** START Extract **

I grew up in a town in Arizona where it seemed as though virtually all of the "pillars of the community" were Masons.
I did not know, at the time, what went on inside a Masonic lodge
room, but judging from the caliber of men who I knew of as being members
of the organization, I always thought it must have been something
pretty special.

Being a respected law enforcement officer, serving in both appointed
and elected capacities throughout his career; as well as being a
businessman, my father was a pillar of the community. And, he, at least
one uncle and an assortment of cousins, were all Blue Lodge Masons. My
mother and all three of my aunts were members of the Order of the
Eastern Star, which is basically an affiliated adult women’s
organization for wives, sisters, mothers, daughters, etc., although not
exclusively so. In high school, I became actively involved in DeMolay,
and my wife is a former member of the International Order of Rainbow for
Girls.
My father passed away in 1963. He was so much more to me than just my
dad. When I lost him, I lost my very best friend. And before my best
friend
died, one of his final wishes, that he made known to my mother, was that
his two sons become Masons. I still didn’t know what went on inside a
lodge room, but dad had always said that being a Mason made him a better
man. He wasn’t a "church-going" man, as the expression goes - ours was
not a churched family - but he was indeed a good, honest, decent man,
well-respected by even many of those who had been on the opposite side
of the fence from him when he was in law enforcement.
Some fifteen years later, after leaving Arizona, my father’s wish was
fulfilled. In May of 1978, I was initiated an Entered Apprentice into
the Blue Lodge that my brother was already a member of, and officer in.
In September, I was passed to the degree of Fellow Craft, and on
November 10, 1978, I was raised a Master Mason. I was presented that
night with a Masonic pin that had belonged to my father, and with tears
in my eyes and joy in my heart, I was finally able to say, "You rest
well now, old friend. Both of your sons are now Masons."

I still had no idea what Freemasonry was all about. I had always
heard that it was a fraternity of men, the teachings of which were based
upon the Bible. I wasn’t told that much about it, even on the evening
of my initiation, when prior to being admitted into the lodge room I was
required to declare in the affirmative that I would "cheerfully conform
to all the ancient usages and established customs of the Fraternity.",
even though I had absolutely no idea what all these "usages" and
"established customs" were. I didn’t remember that dad had ever gone to
lodge all that much, at least not in later years; I didn’t remember it
ever being a topic of discussion at the dinner table. But I had never
heard him speak in any negative terms about the lodge, nor had I heard
any such remarks from any other members of the family with the exception
of one uncle, but even that had nothing to do with the inner workings
of Freemasonry. As I was to learn later, there was no way the one uncle
could have been expected to know, anyway, being an "outsider". So many
people from WITHIN the ranks of the Order don’t even know. Besides, I
trusted most of the Masons I knew before becoming a member, and as long
as I wasn’t invited to a "snipe hunt", or something similar, I wasn’t
going to give it much thought.

** END Extract **
** START Listing **

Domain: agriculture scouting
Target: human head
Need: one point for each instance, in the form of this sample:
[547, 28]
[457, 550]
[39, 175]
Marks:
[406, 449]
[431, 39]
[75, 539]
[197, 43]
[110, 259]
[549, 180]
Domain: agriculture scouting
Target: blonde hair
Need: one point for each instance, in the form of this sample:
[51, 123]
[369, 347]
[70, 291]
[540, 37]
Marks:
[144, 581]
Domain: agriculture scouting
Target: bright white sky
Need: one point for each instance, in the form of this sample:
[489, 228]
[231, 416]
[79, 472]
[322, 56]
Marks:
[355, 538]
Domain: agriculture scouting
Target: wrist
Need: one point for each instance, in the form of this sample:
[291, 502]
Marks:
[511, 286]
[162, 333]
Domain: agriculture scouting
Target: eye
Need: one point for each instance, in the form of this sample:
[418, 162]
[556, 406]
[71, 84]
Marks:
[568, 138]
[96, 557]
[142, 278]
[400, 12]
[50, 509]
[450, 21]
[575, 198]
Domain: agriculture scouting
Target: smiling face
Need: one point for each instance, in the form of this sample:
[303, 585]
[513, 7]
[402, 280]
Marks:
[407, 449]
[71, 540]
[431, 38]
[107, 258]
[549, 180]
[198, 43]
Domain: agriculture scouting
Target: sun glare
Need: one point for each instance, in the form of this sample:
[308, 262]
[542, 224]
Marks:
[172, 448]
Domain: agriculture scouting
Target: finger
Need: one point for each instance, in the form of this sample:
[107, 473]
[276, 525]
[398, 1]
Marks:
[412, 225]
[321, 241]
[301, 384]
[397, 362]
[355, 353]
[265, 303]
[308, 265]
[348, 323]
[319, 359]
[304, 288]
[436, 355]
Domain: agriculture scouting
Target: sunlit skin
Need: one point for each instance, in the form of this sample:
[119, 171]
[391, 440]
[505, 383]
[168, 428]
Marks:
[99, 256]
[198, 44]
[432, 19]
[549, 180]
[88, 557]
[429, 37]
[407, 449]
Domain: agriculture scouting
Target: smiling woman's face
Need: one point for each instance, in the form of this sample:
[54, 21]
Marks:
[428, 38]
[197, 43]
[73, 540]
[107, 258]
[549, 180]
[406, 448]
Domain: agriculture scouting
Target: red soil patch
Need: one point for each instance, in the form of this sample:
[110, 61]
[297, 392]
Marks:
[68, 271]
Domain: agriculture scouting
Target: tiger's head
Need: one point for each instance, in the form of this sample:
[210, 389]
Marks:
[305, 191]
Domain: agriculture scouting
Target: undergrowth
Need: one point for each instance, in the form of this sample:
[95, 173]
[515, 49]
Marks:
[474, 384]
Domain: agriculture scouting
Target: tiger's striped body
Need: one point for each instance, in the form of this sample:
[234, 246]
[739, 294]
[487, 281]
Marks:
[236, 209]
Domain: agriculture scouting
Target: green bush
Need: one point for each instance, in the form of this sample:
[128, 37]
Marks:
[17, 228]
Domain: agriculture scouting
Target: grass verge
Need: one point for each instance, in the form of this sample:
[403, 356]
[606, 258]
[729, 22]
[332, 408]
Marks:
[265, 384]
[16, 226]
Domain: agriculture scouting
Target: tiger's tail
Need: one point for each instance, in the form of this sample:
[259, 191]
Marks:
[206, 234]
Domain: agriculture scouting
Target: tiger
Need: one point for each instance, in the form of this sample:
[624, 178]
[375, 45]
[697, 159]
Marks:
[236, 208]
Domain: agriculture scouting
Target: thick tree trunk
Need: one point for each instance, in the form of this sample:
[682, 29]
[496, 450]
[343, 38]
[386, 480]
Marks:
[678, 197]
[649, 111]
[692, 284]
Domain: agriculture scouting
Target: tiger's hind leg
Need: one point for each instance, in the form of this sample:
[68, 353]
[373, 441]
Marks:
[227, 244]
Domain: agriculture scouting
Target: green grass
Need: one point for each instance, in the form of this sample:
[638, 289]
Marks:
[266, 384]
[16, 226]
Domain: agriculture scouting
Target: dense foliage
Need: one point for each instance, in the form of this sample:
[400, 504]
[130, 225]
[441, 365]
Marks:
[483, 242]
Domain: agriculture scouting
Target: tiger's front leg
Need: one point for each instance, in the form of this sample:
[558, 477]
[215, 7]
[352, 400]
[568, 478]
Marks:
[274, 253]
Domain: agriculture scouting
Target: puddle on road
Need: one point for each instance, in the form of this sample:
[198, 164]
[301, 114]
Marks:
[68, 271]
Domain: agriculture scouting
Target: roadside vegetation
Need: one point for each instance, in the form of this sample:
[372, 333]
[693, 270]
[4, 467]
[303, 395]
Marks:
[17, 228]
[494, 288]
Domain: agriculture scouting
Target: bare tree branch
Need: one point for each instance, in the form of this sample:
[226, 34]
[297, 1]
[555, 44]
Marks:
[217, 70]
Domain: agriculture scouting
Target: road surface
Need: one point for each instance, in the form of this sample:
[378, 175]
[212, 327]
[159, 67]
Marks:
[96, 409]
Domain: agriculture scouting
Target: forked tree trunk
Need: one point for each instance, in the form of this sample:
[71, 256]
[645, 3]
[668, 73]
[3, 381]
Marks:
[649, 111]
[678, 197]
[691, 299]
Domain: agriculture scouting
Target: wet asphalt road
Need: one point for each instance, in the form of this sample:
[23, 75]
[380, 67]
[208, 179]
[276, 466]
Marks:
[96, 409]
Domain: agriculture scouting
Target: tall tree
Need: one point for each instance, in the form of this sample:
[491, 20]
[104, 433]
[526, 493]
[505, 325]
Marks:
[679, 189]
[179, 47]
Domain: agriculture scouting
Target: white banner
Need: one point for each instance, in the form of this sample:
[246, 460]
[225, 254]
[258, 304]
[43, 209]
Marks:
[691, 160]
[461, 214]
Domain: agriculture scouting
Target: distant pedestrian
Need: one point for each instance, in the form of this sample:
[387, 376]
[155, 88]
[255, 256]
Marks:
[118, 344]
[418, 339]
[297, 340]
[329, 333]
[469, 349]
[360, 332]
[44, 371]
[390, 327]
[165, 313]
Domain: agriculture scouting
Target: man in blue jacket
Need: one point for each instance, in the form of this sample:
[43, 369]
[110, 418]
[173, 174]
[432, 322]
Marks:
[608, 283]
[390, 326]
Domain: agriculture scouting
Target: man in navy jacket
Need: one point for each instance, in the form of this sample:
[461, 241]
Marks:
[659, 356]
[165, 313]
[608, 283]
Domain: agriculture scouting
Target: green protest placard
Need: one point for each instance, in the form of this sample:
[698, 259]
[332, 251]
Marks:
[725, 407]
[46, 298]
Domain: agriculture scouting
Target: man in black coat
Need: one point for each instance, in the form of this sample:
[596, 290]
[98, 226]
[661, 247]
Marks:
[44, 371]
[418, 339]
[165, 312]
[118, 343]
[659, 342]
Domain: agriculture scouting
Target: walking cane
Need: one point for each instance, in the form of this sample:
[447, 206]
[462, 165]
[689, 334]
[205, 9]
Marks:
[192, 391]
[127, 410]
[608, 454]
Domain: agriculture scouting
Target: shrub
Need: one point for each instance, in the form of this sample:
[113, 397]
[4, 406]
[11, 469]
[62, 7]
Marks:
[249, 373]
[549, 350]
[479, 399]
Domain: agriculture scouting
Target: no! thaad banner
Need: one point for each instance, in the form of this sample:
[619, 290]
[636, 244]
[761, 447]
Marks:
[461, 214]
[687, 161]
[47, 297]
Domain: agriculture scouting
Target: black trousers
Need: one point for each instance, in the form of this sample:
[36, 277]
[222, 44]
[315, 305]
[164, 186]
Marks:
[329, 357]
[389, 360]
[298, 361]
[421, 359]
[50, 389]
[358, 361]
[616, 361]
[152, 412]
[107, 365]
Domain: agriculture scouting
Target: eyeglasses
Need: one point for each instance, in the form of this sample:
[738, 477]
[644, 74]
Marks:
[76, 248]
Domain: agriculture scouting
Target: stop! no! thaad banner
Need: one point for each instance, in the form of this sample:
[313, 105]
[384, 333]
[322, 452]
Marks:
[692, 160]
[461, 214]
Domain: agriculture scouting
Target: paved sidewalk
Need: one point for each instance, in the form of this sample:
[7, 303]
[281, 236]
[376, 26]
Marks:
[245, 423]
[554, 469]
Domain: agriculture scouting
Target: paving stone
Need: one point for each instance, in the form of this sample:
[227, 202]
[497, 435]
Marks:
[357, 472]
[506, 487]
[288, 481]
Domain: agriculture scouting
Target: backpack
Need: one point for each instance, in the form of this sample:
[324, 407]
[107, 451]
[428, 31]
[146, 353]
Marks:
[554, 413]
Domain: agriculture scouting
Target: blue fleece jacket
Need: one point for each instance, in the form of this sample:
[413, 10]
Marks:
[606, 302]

** END Listing **

- **Jobs**:
**a)** Answer these questions from the account:
(i) In what year did the narrator's father pass away?
(ii) On what date was the narrator raised a Master Mason?
(iii) Of what organization is the narrator's wife a former member?
**b)** Copy the passage of the account starting at "My father passed" and ending at "and officer in.".
None of the items is needed for this work.

- **Answers for the exercise**:
**a)**
(i) 1963
(ii) November 10, 1978
(iii) The International Order of Rainbow for Girls

**b)**
My father passed away in 1963. He was so much more to me than just my
dad. When I lost him, I lost my very best friend. And before my best
friend
died, one of his final wishes, that he made known to my mother, was that
his two sons become Masons. I still didn’t know what went on inside a
lodge room, but dad had always said that being a Mason made him a better
man. He wasn’t a "church-going" man, as the expression goes - ours was
not a churched family - but he was indeed a good, honest, decent man,
well-respected by even many of those who had been on the opposite side
of the fence from him when he was in law enforcement.
Some fifteen years later, after leaving Arizona, my father’s wish was
fulfilled. In May of 1978, I was initiated an Entered Apprentice into
the Blue Lodge that my brother was already a member of, and officer in.